ASC Purple was created by the Department of Energy National Nuclear Security Administration’s (DOE/NNSA) Advanced Simulation and Computing (ASC) program and IBM to simulate nuclear weapons. The machine is part of a $290 million supercomputing deal struck by IBM and DOE in November 2002.


The goal of NNSA’s program is to ensure the security and reliability of the nation’s aging nuclear stockpile without performing nuclear testing underground, which preserves the living from deadly radiation.


IBM ASC Purple Program Manager for IBM Jay Pecce said engineers expected the machine to achieve a performance of 101 teraflops, but the total topped 111 teraflops in a demo last month, beating their estimates. The team used hydrodynamics and radiation transport applications that stress various aspects of the computer the way real nuclear testing would.


Weighing over 300 tons, the Purple employs 12,288 Power5 processors on 1,280 eight-way servers and houses 50 terabytes of memory. Its input/output
subsystem can pipe 2 petabytes of disk storage with 122 gigabytes of I/O
bandwidth to applications from over 8,000 hard disks.


To get a better sense of how powerful ASC Purple is, it would rank third in performance behind two top IBM’s Blue Gene/L machines on the Top500 supercomputer list.


Purple is currently housed in IBM’s Poughkeepsie Development Center. Pecci said IBM plans to move it to California’s Lawrence Livermore National Laboratory (LLNL) in mid-August, where it will be reassembled in a special facility.

──────

_WHAT IS ASKED_:
a. Answer each question from the ASC Purple article, one answer per line and marked to match:
(i) How many Power5 processors does the machine use?
(ii) What performance did it reach in the demo last month?
(iii) Where does IBM plan to move it, and when?
b. Write the next part of the ASC Purple article, starting after its final sentence.

_DATA LINES_:

──────

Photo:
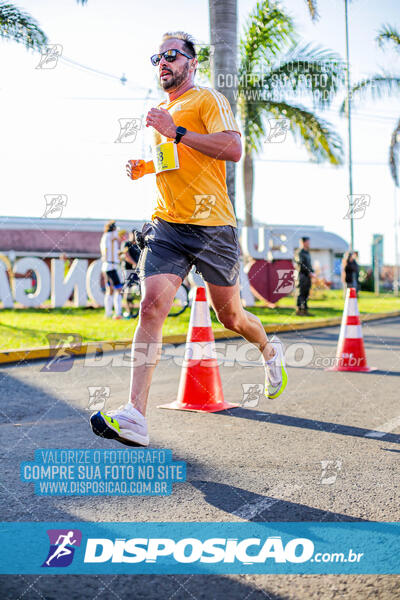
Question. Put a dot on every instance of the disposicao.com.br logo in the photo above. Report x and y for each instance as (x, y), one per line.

──────

_ANSWERS FOR THIS EXERCISE_:
a.
(i) 12,288
(ii) Over 111 teraflops
(iii) To California's Lawrence Livermore National Laboratory (LLNL), in mid-August

b.
When finally assembled, Purple will use 4.8 megawatts of electrical power
for the computer and I/O gear, which is the same amount of electrical power
of 4,800 average homes. The full system will produce more than 16,000,000
British Thermal Units (BTU) in heat, which is why the facility will have
special cooling features.


In October, Pecce and his team of hundreds of IBM engineers will run a “very
rigorous” acceptance test on Purple, with the goal of declaring it stable.
LLNL will then be able to put it into production.


While nuclear weapons simulation was the end goal for the ASC program, it
had certain benchmarks in mind, which IBM has helped it meet.


The goal of the DOE’s ASC program 10 years ago was to was to deploy a 100
teraflop system. Scientists for ASC program believed that a minimum 100
teraflops machine would be needed to deliver just to initiate calculations
for nuclear weapons systems.


A decade and three separate supercomputing contracts with IBM later, it
seems the DOE is on the right track. While IBM has helped the ASC meet this
goal, the program’s next goal is to procure a supercomputer that approaches
the petaflop speed mark and beyond.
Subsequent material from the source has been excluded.